= WORK TO BE COMPLETED =
Return every line of the records below that contains the word "jersey". Copy each such line in full.

Box-labeled dataset extracts:
• • •

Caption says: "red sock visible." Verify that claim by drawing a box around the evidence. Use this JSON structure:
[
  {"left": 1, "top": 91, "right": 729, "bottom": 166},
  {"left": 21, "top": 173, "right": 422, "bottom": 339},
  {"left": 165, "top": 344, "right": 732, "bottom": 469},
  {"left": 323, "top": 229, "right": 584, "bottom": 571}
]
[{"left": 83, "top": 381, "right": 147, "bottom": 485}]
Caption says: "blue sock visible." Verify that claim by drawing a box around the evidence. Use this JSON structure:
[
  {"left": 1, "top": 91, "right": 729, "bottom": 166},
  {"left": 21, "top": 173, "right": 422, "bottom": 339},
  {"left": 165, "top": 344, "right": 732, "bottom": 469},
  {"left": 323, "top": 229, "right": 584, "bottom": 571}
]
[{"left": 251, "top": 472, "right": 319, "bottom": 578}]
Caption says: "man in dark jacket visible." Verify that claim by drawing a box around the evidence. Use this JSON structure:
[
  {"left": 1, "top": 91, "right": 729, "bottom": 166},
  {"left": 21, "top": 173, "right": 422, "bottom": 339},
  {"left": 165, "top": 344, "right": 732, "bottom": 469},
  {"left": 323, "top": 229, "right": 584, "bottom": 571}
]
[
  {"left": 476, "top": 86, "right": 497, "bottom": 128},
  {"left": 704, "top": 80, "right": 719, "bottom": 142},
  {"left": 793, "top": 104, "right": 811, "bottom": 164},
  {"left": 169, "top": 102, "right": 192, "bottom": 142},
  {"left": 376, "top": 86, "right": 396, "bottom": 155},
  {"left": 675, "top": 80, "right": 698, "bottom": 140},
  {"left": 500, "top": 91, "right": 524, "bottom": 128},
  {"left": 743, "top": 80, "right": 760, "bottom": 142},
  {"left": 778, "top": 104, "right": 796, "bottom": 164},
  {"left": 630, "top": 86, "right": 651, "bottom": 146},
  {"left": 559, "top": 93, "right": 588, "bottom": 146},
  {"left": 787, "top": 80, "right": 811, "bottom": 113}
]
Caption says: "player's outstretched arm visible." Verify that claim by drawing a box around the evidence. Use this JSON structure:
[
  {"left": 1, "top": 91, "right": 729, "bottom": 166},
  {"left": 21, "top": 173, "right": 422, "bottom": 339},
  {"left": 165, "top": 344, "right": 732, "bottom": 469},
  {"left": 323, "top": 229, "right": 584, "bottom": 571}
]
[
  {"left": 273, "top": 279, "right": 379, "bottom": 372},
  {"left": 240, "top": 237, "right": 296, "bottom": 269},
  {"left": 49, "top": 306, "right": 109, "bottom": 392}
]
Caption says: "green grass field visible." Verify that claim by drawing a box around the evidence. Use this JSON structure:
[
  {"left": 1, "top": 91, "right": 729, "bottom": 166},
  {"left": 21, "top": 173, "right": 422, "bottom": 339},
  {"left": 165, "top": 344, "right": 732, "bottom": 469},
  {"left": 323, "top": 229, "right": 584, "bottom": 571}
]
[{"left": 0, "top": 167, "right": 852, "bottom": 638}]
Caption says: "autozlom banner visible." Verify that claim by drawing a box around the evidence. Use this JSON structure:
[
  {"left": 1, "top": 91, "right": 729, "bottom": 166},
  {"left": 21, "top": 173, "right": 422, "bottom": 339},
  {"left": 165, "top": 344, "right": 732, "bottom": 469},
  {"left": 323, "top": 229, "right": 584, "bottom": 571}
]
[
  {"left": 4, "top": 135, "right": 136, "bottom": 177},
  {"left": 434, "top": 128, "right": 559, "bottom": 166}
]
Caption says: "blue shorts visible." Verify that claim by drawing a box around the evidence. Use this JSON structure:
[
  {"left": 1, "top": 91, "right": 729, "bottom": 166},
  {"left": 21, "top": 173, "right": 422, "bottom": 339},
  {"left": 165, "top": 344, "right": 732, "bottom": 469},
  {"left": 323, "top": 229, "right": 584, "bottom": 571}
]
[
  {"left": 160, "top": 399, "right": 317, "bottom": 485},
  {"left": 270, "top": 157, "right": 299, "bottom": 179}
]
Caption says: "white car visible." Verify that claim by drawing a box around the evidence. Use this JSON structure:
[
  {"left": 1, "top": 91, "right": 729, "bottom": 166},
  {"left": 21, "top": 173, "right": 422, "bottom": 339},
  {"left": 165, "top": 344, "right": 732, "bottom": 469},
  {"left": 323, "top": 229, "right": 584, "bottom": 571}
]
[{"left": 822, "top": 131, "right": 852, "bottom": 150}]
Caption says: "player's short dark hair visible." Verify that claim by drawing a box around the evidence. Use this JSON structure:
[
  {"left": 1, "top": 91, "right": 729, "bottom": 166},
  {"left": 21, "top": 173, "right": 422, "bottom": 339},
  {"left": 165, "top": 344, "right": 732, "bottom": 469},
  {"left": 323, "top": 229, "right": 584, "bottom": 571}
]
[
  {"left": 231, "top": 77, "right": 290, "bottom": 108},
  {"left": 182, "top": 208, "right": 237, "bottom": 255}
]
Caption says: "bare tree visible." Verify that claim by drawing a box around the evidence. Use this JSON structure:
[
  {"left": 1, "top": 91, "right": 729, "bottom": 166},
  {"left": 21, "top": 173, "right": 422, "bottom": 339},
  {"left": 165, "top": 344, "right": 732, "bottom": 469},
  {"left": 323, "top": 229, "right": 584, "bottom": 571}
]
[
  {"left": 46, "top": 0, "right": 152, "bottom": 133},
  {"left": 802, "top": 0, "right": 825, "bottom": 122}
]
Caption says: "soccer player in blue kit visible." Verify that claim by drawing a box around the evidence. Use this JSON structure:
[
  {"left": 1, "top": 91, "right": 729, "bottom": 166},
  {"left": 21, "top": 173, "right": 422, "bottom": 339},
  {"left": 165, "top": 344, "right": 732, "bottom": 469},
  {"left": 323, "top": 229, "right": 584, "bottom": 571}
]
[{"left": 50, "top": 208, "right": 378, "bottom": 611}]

• • •

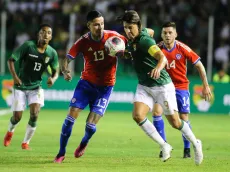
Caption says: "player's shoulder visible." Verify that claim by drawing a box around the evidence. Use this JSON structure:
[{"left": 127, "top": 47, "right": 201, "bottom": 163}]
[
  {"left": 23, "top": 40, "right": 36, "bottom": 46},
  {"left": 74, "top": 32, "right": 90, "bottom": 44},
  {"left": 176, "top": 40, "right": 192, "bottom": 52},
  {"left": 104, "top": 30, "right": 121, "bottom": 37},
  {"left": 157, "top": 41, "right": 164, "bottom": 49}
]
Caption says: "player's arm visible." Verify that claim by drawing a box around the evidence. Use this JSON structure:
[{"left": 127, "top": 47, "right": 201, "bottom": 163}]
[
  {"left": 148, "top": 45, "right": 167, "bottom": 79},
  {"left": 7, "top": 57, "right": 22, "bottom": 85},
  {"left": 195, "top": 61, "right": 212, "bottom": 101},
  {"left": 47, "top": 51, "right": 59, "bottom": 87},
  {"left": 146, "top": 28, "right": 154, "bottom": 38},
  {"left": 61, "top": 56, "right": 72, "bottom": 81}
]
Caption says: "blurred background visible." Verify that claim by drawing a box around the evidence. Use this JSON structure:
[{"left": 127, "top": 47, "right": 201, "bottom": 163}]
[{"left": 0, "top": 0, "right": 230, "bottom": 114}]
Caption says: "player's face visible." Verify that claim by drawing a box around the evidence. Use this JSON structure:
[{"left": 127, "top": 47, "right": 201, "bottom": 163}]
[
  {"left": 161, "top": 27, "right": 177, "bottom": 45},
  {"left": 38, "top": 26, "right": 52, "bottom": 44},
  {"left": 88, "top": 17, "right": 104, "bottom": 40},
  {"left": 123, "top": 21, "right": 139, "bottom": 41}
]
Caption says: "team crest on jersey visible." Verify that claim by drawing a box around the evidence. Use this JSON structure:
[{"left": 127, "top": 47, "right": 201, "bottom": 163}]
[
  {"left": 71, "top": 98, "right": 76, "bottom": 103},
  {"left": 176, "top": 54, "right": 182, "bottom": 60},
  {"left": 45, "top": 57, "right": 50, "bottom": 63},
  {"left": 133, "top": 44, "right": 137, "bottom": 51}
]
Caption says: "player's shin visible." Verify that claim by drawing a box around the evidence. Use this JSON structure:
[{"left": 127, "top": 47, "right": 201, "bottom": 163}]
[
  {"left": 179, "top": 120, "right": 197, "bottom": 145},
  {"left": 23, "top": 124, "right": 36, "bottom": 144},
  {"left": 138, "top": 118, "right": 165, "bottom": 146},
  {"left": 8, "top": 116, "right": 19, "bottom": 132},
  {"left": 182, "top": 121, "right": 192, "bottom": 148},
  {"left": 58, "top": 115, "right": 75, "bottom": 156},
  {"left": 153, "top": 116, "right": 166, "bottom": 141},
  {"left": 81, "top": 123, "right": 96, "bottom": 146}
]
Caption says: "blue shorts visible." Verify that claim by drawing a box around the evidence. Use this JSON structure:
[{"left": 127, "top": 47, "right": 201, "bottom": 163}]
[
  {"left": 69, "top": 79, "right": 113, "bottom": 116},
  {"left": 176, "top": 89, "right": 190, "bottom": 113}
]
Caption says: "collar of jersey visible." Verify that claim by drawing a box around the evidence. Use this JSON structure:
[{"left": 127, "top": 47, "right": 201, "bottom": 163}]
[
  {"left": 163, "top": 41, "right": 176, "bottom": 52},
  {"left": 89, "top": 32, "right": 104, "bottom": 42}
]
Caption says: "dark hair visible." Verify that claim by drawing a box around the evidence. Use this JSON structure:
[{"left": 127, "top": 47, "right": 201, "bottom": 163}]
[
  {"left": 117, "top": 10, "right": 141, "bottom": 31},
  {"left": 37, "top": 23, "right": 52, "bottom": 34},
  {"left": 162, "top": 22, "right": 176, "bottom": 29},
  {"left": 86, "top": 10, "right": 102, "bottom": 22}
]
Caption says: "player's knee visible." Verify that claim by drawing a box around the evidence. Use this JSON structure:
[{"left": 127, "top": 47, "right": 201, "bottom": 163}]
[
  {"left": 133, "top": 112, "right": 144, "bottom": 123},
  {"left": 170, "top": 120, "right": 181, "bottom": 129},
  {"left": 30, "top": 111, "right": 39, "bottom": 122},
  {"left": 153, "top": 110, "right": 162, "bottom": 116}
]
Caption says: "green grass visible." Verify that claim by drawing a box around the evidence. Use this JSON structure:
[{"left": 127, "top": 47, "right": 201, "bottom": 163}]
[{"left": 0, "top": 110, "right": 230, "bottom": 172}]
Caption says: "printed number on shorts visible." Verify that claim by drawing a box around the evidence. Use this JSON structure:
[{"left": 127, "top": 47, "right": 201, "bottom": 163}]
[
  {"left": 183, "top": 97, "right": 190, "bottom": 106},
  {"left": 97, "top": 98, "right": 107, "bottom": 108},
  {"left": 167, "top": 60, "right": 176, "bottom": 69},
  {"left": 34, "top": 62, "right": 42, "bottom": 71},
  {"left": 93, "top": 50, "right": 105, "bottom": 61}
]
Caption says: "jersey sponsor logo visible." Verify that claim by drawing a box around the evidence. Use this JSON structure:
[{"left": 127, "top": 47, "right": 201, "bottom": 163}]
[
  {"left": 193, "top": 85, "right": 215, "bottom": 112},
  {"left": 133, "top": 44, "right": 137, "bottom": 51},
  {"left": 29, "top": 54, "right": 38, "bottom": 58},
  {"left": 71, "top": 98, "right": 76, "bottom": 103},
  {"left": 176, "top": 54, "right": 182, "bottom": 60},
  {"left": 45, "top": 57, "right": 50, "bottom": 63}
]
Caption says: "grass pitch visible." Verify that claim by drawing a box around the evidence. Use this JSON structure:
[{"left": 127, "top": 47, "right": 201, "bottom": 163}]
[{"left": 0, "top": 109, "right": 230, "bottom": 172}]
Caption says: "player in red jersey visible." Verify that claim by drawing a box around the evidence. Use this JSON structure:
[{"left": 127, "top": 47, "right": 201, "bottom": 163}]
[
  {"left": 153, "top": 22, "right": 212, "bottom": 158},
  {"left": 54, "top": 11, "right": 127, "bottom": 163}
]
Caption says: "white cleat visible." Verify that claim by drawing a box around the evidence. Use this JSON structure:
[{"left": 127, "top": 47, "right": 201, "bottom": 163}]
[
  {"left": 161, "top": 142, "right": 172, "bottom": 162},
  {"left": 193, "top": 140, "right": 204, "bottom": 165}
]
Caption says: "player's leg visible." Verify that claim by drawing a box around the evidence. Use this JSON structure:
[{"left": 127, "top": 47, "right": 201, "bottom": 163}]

• • •

= THE REPLY =
Caption says: "team crest on jersey visible." Verify that claim by drawing a box around the evidence. Use this JSON structure:
Caption says: "collar of jersey visible." Verify that claim by drawing a box around the evidence. Use this JSON structure:
Caption says: "jersey sponsor logo visible." Verify that claim by drawing a box around the evidence. Use this JSON structure:
Caption says: "player in red jersey visible." Verify that claim by drawing a box around the evidence. Use this JSON structure:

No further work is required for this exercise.